:: SHORT PROBLEM ::
Rewrite everything from the line containing "Outline every instance of the red" down to the line containing "[[[189,107],[189,100],[186,98],[181,98],[178,102],[183,108]]]", both included, as a JSON list of strings with one string per line and blank lines omitted.
* Begin *
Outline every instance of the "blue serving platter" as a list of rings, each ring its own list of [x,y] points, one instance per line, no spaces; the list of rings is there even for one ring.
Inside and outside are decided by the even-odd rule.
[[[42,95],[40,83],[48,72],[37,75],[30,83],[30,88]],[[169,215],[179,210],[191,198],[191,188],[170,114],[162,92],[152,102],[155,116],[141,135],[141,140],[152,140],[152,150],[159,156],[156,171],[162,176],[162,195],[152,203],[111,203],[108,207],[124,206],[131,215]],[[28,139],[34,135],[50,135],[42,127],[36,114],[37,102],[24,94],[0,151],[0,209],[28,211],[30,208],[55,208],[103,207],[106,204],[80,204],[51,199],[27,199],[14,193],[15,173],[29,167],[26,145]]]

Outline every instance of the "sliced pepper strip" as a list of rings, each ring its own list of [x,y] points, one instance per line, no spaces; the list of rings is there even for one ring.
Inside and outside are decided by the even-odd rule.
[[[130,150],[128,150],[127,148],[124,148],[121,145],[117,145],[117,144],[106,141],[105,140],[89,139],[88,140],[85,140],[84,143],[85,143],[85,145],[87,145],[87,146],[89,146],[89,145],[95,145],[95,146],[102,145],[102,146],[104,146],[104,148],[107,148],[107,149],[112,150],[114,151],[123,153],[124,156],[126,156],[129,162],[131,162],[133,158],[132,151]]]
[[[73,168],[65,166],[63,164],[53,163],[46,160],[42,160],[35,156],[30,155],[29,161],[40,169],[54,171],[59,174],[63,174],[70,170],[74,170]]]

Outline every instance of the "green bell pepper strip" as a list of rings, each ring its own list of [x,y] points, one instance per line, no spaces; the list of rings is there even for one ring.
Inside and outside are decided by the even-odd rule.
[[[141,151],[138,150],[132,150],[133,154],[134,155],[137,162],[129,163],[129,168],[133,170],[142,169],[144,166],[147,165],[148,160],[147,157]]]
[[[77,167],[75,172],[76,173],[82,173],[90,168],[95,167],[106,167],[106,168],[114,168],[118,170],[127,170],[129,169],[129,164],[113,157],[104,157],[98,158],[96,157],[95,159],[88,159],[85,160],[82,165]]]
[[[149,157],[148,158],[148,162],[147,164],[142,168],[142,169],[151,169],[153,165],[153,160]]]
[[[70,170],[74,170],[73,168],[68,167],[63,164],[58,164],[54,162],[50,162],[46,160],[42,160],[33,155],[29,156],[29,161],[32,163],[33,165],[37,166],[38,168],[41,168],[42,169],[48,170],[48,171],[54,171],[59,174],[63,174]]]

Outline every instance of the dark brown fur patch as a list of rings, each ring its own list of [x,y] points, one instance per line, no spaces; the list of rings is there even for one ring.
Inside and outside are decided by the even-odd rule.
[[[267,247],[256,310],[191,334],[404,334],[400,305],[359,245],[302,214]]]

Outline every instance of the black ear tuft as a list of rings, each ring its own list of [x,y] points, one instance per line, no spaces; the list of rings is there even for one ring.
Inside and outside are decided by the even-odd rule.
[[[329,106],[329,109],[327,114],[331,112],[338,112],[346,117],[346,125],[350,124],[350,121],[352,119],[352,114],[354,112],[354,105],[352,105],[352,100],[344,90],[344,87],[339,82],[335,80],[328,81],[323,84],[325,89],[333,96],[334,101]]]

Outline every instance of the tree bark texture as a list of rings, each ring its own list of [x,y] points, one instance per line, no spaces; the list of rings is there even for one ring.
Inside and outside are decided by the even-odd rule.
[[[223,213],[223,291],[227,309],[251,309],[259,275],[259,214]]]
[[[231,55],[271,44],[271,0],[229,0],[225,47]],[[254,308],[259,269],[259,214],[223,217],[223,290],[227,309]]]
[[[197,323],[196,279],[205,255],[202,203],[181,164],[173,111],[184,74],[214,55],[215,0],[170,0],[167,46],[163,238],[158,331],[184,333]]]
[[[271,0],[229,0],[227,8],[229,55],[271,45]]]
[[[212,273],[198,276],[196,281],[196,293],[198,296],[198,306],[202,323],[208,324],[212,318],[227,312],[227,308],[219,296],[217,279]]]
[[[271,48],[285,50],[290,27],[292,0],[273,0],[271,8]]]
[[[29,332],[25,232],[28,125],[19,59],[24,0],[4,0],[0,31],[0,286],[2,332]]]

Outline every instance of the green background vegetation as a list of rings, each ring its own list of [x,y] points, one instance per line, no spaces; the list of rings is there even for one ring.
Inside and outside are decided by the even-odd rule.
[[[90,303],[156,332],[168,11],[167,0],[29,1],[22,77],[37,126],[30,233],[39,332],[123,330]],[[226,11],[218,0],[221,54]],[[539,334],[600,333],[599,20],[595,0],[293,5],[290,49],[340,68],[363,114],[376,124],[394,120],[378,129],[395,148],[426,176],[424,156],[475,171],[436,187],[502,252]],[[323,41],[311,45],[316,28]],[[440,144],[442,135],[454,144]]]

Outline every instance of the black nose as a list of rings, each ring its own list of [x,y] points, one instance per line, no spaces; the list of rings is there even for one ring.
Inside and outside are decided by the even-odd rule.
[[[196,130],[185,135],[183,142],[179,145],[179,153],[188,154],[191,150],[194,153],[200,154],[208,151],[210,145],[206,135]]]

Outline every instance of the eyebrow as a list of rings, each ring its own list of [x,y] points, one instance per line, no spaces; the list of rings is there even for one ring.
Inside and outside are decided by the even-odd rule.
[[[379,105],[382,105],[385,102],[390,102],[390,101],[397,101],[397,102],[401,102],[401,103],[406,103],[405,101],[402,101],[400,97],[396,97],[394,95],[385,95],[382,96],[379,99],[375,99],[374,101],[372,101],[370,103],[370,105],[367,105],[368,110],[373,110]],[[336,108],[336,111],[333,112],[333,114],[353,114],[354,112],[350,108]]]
* End *
* Begin *
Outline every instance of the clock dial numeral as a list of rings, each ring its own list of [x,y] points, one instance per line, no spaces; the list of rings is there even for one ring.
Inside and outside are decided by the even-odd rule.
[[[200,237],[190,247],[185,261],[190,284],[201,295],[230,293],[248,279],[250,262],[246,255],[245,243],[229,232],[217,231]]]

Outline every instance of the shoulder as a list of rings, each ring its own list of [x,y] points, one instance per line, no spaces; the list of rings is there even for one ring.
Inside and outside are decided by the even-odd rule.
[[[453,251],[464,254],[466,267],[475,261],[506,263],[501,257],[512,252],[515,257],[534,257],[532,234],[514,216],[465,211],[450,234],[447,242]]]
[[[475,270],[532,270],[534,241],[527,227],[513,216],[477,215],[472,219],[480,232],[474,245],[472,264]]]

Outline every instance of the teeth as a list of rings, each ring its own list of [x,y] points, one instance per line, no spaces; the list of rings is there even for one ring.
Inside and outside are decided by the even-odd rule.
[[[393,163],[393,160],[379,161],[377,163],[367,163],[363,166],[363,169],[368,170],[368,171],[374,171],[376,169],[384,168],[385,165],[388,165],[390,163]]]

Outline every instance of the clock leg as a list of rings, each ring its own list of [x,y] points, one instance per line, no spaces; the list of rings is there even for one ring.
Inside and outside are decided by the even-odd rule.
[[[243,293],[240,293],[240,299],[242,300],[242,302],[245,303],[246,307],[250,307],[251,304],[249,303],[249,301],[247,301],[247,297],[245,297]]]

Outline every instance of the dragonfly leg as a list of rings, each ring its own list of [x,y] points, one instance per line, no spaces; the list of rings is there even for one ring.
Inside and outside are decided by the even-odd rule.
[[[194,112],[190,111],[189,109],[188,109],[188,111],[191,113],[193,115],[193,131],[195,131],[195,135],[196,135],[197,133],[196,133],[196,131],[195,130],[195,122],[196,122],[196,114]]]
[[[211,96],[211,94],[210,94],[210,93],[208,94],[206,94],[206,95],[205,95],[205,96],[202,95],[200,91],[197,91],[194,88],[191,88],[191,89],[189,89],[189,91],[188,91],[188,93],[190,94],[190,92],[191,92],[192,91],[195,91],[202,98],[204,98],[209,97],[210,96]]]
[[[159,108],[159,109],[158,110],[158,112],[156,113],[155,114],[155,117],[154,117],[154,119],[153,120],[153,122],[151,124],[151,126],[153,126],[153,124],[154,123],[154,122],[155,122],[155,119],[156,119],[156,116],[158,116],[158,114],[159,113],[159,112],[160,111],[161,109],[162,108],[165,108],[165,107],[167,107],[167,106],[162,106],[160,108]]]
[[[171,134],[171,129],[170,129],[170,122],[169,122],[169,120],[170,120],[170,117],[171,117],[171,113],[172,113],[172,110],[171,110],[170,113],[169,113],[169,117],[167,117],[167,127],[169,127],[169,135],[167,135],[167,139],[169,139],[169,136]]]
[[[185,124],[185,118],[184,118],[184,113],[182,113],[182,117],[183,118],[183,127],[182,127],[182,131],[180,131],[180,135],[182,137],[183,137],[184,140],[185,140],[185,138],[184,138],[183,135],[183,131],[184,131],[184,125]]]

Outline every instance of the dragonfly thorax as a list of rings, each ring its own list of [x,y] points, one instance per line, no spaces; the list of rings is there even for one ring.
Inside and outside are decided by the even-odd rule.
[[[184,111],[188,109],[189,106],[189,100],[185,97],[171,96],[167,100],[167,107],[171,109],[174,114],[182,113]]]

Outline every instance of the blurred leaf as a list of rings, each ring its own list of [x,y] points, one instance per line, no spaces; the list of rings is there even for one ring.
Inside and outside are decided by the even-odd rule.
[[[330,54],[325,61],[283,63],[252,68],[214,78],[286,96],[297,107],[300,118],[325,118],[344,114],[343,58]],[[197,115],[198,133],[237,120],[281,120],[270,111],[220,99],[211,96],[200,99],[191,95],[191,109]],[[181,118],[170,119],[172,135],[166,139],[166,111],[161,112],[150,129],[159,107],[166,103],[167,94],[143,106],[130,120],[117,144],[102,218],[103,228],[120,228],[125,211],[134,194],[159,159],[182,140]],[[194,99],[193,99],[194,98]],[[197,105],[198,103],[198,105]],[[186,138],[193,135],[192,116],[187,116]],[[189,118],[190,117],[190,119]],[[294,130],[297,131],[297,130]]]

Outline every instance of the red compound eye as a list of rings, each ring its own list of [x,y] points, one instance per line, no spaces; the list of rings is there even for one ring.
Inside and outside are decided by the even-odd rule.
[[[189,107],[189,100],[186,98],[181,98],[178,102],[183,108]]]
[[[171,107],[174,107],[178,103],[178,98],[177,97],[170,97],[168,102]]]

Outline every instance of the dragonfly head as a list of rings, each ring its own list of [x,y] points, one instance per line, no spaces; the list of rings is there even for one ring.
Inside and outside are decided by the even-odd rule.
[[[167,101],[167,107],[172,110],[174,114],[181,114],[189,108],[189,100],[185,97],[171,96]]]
* End *
* Begin *
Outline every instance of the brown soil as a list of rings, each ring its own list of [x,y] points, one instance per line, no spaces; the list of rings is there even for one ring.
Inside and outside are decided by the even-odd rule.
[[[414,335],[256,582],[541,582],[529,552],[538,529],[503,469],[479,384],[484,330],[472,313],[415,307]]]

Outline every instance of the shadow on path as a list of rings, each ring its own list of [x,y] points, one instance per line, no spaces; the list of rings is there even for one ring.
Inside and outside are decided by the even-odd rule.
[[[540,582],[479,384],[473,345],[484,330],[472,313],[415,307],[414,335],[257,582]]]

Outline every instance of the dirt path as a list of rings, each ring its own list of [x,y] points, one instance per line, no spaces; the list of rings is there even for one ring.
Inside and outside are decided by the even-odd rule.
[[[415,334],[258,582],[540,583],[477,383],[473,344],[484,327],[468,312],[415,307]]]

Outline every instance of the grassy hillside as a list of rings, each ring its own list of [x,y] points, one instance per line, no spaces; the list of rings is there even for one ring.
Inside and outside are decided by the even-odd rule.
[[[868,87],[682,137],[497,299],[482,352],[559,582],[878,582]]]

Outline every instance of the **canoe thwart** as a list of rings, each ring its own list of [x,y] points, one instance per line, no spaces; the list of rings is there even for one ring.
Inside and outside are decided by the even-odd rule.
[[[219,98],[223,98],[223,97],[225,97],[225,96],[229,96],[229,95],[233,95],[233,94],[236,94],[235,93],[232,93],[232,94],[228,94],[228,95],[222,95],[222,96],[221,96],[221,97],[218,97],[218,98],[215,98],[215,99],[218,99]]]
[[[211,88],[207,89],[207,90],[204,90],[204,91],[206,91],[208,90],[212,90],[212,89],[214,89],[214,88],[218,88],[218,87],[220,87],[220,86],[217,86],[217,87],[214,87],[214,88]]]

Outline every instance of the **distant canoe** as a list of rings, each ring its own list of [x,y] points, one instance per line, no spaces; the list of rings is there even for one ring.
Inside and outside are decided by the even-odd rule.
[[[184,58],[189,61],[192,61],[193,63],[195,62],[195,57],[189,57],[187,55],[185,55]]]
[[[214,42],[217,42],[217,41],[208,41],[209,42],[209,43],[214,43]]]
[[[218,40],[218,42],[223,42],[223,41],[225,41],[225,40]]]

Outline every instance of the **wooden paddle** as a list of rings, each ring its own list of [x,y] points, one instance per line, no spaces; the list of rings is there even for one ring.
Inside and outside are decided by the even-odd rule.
* End *
:: RESPONSE ::
[
  "Outline every instance of the red compound eye as a list of rings, each ring its own list of [x,y] points, one instance per line, no spaces; the list of rings is there even for one ring.",
  "Inside and outside are decided by the even-odd rule.",
  "[[[189,107],[189,100],[186,98],[181,98],[178,102],[183,108]]]"
]